═══ INPUT

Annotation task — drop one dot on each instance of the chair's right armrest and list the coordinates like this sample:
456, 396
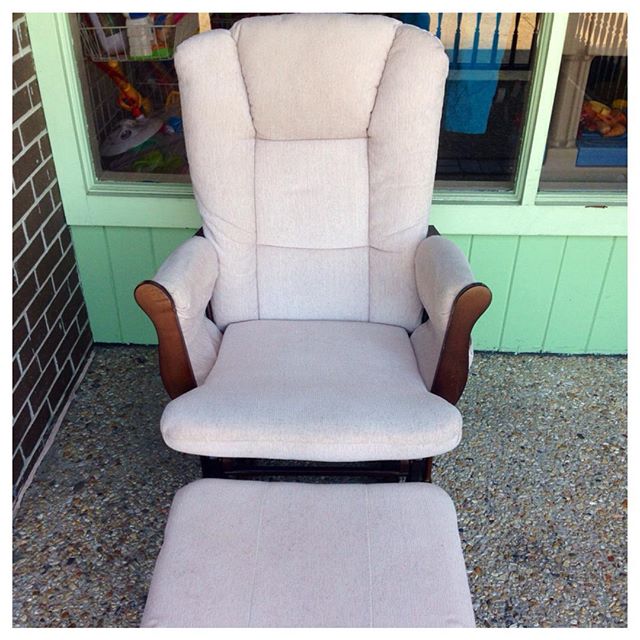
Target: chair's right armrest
176, 301
453, 301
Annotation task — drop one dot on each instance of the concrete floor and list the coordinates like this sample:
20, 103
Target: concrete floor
539, 482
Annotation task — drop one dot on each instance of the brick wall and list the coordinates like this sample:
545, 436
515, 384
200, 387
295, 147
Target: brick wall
51, 334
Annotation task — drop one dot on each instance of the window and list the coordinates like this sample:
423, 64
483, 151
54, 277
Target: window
491, 60
587, 142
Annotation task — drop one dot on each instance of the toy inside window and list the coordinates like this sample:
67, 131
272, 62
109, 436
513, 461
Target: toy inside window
587, 140
131, 93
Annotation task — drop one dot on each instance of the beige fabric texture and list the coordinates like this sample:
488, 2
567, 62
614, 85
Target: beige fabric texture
313, 390
189, 275
442, 272
310, 137
260, 554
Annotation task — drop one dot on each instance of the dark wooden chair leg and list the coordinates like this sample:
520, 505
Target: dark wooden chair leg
211, 467
428, 469
417, 470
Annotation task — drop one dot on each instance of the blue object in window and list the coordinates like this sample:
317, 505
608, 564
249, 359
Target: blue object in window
470, 91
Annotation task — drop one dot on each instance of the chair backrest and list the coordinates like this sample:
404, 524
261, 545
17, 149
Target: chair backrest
312, 143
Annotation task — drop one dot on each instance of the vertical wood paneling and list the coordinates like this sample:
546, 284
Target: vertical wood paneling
492, 261
550, 294
131, 261
609, 331
576, 297
534, 281
94, 267
164, 241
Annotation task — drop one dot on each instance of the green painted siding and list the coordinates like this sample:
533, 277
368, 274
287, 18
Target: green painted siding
550, 293
556, 262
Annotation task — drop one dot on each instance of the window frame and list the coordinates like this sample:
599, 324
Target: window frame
523, 210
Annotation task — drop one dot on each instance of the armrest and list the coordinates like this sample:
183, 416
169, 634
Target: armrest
176, 301
453, 301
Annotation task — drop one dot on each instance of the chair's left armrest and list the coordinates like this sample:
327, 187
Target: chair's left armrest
176, 301
453, 301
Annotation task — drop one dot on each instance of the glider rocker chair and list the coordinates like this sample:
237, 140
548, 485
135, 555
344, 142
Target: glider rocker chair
313, 318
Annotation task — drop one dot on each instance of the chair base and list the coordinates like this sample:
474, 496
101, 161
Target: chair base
379, 470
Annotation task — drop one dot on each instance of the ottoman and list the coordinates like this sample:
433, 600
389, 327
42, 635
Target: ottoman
241, 553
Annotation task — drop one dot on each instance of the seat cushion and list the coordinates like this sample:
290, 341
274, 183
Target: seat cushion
238, 553
313, 390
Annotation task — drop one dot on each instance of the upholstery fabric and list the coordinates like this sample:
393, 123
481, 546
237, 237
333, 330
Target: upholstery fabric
313, 390
189, 275
312, 139
259, 554
442, 272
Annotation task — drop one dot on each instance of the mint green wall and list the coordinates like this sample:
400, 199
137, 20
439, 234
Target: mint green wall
550, 293
556, 262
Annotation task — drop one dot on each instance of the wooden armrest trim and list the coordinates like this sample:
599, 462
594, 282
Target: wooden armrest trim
175, 366
453, 364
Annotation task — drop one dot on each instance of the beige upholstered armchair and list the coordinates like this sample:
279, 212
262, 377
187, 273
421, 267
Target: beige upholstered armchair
314, 318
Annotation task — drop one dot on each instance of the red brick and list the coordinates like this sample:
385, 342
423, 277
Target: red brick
29, 257
18, 466
60, 387
45, 267
21, 103
26, 164
23, 200
40, 303
21, 423
34, 436
23, 69
19, 240
23, 296
25, 385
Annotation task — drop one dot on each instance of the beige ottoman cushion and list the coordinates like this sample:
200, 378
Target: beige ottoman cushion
259, 554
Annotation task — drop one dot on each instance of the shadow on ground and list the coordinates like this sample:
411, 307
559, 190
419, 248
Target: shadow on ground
539, 482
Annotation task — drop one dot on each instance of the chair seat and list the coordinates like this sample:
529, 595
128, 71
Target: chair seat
330, 391
238, 553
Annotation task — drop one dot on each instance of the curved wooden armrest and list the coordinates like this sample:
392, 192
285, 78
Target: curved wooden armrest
453, 365
175, 366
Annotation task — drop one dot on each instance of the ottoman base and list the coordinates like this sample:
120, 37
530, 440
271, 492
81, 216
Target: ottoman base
243, 553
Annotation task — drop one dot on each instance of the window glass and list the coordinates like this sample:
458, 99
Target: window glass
587, 142
490, 66
491, 59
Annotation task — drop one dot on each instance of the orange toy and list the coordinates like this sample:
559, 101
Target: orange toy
597, 116
129, 98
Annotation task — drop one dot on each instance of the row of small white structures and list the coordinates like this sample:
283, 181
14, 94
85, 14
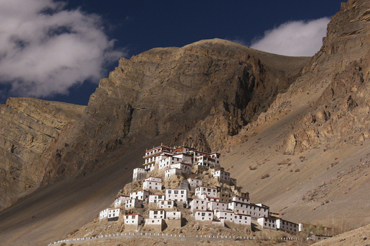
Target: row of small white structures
171, 236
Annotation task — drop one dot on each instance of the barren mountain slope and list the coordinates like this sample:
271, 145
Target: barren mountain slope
314, 139
28, 127
169, 95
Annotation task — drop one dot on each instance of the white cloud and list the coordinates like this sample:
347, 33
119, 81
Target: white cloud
295, 38
45, 49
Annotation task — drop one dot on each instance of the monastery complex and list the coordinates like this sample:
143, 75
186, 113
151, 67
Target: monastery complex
178, 184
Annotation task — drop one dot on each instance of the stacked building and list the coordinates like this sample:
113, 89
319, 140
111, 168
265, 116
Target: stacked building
218, 204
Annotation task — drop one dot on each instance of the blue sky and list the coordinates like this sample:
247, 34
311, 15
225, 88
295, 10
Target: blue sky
60, 50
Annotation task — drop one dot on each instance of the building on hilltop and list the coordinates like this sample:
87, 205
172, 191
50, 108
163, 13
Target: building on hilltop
178, 195
120, 201
287, 226
156, 198
157, 214
203, 215
172, 172
194, 183
133, 203
103, 214
113, 214
226, 215
184, 167
165, 204
242, 219
152, 183
209, 191
141, 194
139, 174
132, 221
154, 155
267, 223
198, 204
225, 202
213, 205
221, 174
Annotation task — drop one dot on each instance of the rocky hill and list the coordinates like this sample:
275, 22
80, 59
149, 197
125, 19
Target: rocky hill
28, 128
198, 95
302, 121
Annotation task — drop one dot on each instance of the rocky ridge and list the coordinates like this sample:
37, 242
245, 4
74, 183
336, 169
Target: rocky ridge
198, 95
312, 140
28, 127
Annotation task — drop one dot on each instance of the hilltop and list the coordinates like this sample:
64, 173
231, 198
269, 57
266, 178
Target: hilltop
293, 131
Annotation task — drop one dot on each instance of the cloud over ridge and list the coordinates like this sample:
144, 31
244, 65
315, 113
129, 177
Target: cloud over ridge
294, 38
45, 49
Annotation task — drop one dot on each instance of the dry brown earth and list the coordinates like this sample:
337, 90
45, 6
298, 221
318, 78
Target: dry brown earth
313, 140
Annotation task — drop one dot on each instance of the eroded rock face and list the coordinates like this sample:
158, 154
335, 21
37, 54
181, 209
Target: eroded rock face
28, 127
198, 95
340, 72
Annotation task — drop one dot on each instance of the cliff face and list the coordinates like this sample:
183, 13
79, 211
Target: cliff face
199, 94
341, 113
28, 128
311, 138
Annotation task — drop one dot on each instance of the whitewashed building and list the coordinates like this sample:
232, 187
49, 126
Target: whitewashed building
226, 215
166, 161
165, 204
198, 204
133, 219
120, 201
157, 214
211, 192
113, 214
179, 195
152, 183
133, 203
242, 219
156, 198
141, 194
287, 226
216, 157
240, 199
254, 210
184, 167
104, 213
205, 160
171, 172
221, 174
208, 198
203, 215
154, 222
184, 158
139, 174
154, 155
267, 223
213, 205
195, 182
173, 215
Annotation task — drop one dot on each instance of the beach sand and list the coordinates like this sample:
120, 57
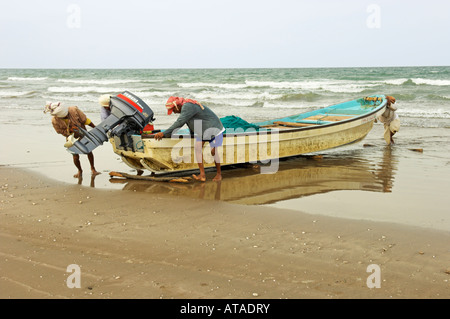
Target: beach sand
137, 245
233, 240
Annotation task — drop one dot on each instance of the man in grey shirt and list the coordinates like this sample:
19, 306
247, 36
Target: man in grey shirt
203, 123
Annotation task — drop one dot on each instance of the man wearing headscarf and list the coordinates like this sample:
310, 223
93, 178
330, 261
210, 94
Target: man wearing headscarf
66, 121
211, 129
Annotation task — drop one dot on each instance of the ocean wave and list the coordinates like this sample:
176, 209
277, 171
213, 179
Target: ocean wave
213, 85
17, 78
420, 81
335, 86
99, 82
417, 81
15, 94
423, 113
83, 89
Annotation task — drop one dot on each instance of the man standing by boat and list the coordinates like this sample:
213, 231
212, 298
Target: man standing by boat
390, 120
66, 121
205, 125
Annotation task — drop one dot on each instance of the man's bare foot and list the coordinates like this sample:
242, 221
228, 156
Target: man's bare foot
201, 178
95, 173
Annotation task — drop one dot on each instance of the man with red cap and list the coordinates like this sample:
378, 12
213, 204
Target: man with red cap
201, 121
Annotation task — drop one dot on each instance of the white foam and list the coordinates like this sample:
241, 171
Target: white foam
100, 82
14, 93
216, 85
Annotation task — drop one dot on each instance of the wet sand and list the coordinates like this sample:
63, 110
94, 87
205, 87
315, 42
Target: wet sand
135, 245
160, 240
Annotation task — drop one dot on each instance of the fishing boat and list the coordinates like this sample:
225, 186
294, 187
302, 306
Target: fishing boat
262, 142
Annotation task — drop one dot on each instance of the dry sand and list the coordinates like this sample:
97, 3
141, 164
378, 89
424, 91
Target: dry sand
138, 245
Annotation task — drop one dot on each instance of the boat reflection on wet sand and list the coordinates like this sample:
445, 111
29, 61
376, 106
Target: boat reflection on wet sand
296, 177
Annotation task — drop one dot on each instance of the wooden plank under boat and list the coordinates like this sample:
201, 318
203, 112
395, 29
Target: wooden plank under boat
308, 132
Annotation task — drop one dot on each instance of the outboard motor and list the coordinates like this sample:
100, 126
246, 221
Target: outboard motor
129, 116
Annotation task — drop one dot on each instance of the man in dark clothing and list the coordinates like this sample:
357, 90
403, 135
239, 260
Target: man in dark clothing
211, 130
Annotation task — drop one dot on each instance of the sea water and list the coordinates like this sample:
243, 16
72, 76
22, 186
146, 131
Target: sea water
423, 93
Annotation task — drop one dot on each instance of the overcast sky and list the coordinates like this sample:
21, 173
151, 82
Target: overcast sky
223, 34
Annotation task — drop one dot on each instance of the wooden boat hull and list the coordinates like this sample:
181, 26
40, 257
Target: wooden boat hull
278, 141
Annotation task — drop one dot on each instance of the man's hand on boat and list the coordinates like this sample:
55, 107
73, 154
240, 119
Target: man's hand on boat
159, 136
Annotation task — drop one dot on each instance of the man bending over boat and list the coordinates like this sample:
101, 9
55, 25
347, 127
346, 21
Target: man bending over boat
66, 121
211, 130
390, 120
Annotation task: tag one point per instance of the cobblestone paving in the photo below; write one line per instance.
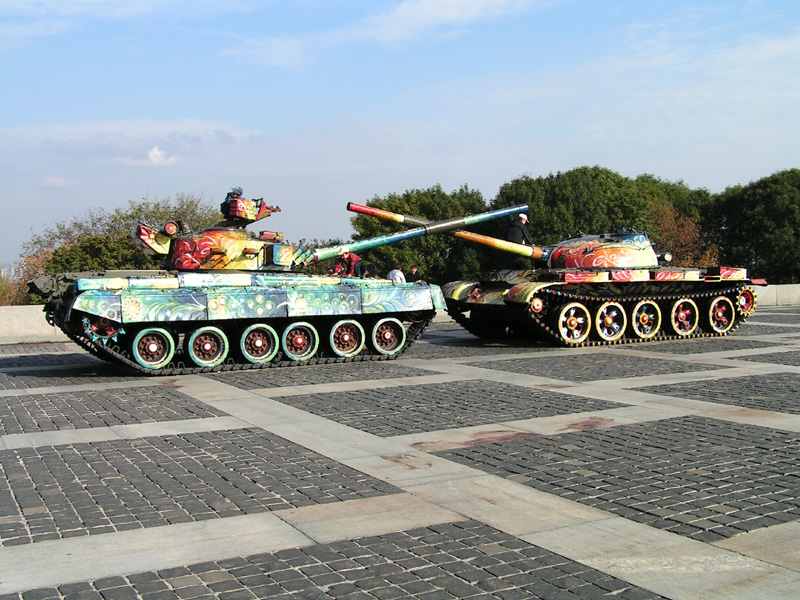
(414, 409)
(443, 562)
(51, 492)
(778, 392)
(696, 477)
(74, 375)
(101, 408)
(591, 367)
(315, 374)
(791, 358)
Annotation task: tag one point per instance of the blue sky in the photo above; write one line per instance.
(315, 103)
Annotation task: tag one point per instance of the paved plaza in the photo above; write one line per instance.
(464, 469)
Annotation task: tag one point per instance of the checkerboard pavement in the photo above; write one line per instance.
(462, 470)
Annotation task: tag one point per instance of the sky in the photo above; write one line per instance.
(312, 104)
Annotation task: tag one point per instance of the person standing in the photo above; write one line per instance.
(396, 274)
(517, 232)
(413, 275)
(348, 264)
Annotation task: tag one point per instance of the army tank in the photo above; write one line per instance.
(227, 298)
(593, 290)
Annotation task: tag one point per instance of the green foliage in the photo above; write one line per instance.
(195, 212)
(440, 257)
(99, 252)
(758, 226)
(584, 200)
(673, 220)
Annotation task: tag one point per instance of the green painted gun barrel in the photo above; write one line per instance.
(503, 245)
(306, 256)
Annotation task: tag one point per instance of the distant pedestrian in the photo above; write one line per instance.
(396, 274)
(517, 232)
(413, 275)
(348, 264)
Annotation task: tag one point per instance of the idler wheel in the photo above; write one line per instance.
(645, 320)
(259, 343)
(153, 348)
(746, 302)
(207, 347)
(388, 336)
(610, 321)
(573, 323)
(684, 316)
(720, 315)
(300, 341)
(347, 338)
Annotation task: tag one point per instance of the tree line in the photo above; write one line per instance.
(756, 226)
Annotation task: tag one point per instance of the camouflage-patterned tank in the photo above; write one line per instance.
(596, 289)
(228, 298)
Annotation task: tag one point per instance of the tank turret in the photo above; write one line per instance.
(596, 289)
(227, 298)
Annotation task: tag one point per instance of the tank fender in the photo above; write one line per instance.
(524, 292)
(457, 290)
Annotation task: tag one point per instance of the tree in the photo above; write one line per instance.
(99, 239)
(581, 201)
(99, 252)
(671, 231)
(673, 220)
(757, 226)
(440, 257)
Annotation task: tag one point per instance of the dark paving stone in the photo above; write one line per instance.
(442, 562)
(703, 345)
(471, 346)
(63, 491)
(757, 329)
(591, 366)
(792, 318)
(791, 358)
(697, 477)
(101, 408)
(778, 392)
(47, 359)
(418, 408)
(61, 376)
(43, 348)
(314, 374)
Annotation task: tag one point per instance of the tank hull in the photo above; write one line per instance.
(604, 306)
(166, 323)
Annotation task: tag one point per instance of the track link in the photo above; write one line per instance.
(546, 331)
(116, 353)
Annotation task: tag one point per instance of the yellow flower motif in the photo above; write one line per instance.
(132, 308)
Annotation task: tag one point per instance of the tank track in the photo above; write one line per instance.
(115, 353)
(545, 331)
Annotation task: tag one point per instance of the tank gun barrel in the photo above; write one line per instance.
(306, 256)
(534, 252)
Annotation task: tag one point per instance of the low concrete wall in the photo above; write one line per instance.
(28, 324)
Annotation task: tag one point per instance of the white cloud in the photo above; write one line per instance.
(155, 158)
(57, 182)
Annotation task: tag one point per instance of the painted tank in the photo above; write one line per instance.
(228, 298)
(597, 289)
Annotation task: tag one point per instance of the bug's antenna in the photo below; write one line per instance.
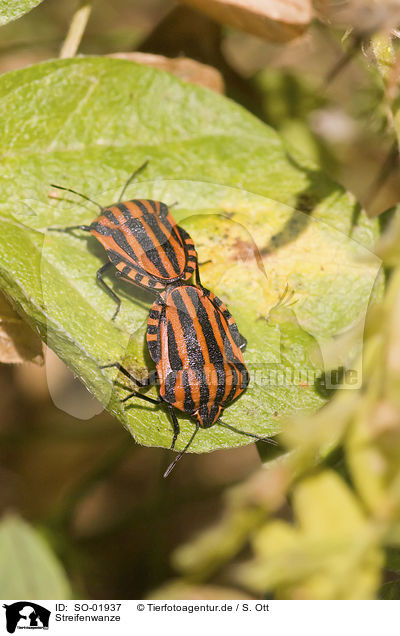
(180, 455)
(53, 185)
(131, 178)
(236, 430)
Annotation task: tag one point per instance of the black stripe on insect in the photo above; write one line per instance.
(197, 350)
(143, 243)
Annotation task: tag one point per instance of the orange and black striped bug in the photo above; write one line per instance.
(142, 241)
(197, 349)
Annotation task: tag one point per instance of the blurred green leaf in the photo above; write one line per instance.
(28, 567)
(330, 553)
(13, 9)
(268, 221)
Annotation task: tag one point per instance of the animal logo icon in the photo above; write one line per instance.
(26, 615)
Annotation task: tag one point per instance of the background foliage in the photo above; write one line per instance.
(321, 519)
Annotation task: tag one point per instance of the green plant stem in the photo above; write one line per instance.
(76, 29)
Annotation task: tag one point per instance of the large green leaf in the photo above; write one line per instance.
(28, 567)
(267, 222)
(13, 9)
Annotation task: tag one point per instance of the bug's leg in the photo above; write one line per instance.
(143, 397)
(85, 228)
(141, 383)
(259, 437)
(175, 425)
(151, 378)
(100, 273)
(180, 455)
(197, 274)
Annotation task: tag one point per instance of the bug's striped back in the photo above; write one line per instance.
(145, 244)
(199, 363)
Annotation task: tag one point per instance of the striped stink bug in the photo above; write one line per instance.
(142, 241)
(197, 349)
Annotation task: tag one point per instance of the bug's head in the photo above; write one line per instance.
(208, 414)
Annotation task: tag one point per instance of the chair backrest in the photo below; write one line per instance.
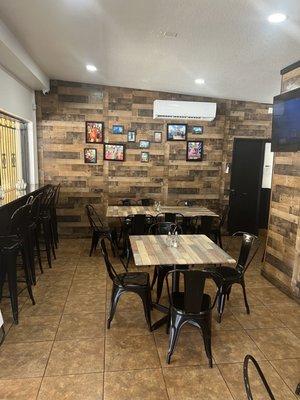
(244, 260)
(262, 377)
(163, 228)
(93, 217)
(194, 283)
(109, 267)
(21, 220)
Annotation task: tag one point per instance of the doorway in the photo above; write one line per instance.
(250, 186)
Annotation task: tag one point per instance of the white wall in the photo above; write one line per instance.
(18, 101)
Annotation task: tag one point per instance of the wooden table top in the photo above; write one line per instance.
(124, 211)
(192, 249)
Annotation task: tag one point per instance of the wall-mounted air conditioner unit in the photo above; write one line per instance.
(169, 109)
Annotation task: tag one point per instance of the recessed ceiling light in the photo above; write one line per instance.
(91, 68)
(276, 18)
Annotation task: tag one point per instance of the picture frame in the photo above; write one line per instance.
(131, 136)
(144, 144)
(194, 150)
(90, 155)
(94, 132)
(198, 130)
(145, 156)
(157, 137)
(177, 132)
(114, 152)
(118, 129)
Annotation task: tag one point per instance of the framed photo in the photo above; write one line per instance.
(94, 132)
(194, 150)
(144, 156)
(131, 136)
(144, 144)
(197, 130)
(157, 137)
(118, 129)
(90, 156)
(114, 152)
(176, 132)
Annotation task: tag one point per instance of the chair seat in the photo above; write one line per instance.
(178, 302)
(133, 279)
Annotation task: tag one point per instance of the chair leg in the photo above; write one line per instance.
(115, 295)
(221, 303)
(176, 323)
(154, 277)
(245, 297)
(146, 299)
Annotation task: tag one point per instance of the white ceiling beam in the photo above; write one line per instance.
(15, 59)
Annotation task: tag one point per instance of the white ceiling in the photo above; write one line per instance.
(229, 43)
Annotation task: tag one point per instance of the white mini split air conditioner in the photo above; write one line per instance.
(169, 109)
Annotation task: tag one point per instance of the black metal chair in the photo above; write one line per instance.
(190, 306)
(225, 276)
(134, 282)
(97, 227)
(247, 359)
(160, 271)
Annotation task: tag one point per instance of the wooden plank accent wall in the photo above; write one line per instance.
(61, 117)
(282, 259)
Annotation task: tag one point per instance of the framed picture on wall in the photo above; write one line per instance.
(118, 129)
(157, 137)
(131, 136)
(194, 150)
(176, 132)
(94, 132)
(197, 130)
(90, 156)
(144, 156)
(144, 144)
(114, 152)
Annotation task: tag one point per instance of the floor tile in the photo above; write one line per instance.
(85, 303)
(72, 387)
(259, 317)
(195, 383)
(233, 375)
(19, 389)
(32, 329)
(81, 325)
(276, 343)
(24, 360)
(232, 346)
(289, 370)
(189, 349)
(129, 353)
(135, 385)
(76, 357)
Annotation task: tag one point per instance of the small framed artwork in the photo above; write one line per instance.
(90, 156)
(144, 144)
(157, 137)
(144, 156)
(94, 132)
(197, 130)
(114, 152)
(118, 129)
(131, 136)
(194, 150)
(176, 132)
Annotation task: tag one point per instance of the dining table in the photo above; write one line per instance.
(191, 250)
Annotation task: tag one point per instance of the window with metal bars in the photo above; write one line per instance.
(11, 163)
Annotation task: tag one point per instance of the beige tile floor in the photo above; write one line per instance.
(62, 350)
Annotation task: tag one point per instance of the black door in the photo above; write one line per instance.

══════

PROMPT. Beginning with the line that contains "Annotation task: tag one point per instance of the wooden plank", repeat every line through the end of the records and nothing more.

CORRECT ANSWER.
Annotation task: tag one point per instance of the wooden plank accent wall in the photo above; write one line per instance.
(61, 117)
(282, 259)
Annotation task: tag one point per instance of the framed picture on wall in the photo above; write one line per instance.
(118, 129)
(157, 137)
(131, 136)
(194, 150)
(176, 132)
(94, 132)
(197, 130)
(90, 156)
(144, 156)
(144, 144)
(114, 152)
Annotation task: tag one point per instance of the floor tile in the photo above; write one line per instance.
(85, 303)
(72, 387)
(259, 317)
(195, 383)
(233, 375)
(19, 389)
(32, 329)
(81, 325)
(276, 343)
(24, 360)
(232, 346)
(289, 370)
(189, 349)
(129, 353)
(135, 385)
(76, 357)
Annotation task: tag one point per instance of the small framed artwork in the photo above; write one line per instance.
(90, 156)
(144, 144)
(157, 137)
(144, 156)
(94, 132)
(197, 130)
(114, 152)
(118, 129)
(131, 136)
(194, 150)
(176, 132)
Annotation task: tag one point per instance of the dining table in the photo above; write one line per instance.
(191, 250)
Annotation task: tag one point per instance of the window with metal bars in the photo above; write one line per instance.
(11, 163)
Annotation task: tag one point per instance of the beige tile floor in the photo above; write one line per instance.
(62, 350)
Annotation task: tag one point per instance of the black door in the photo above; write one line per instance.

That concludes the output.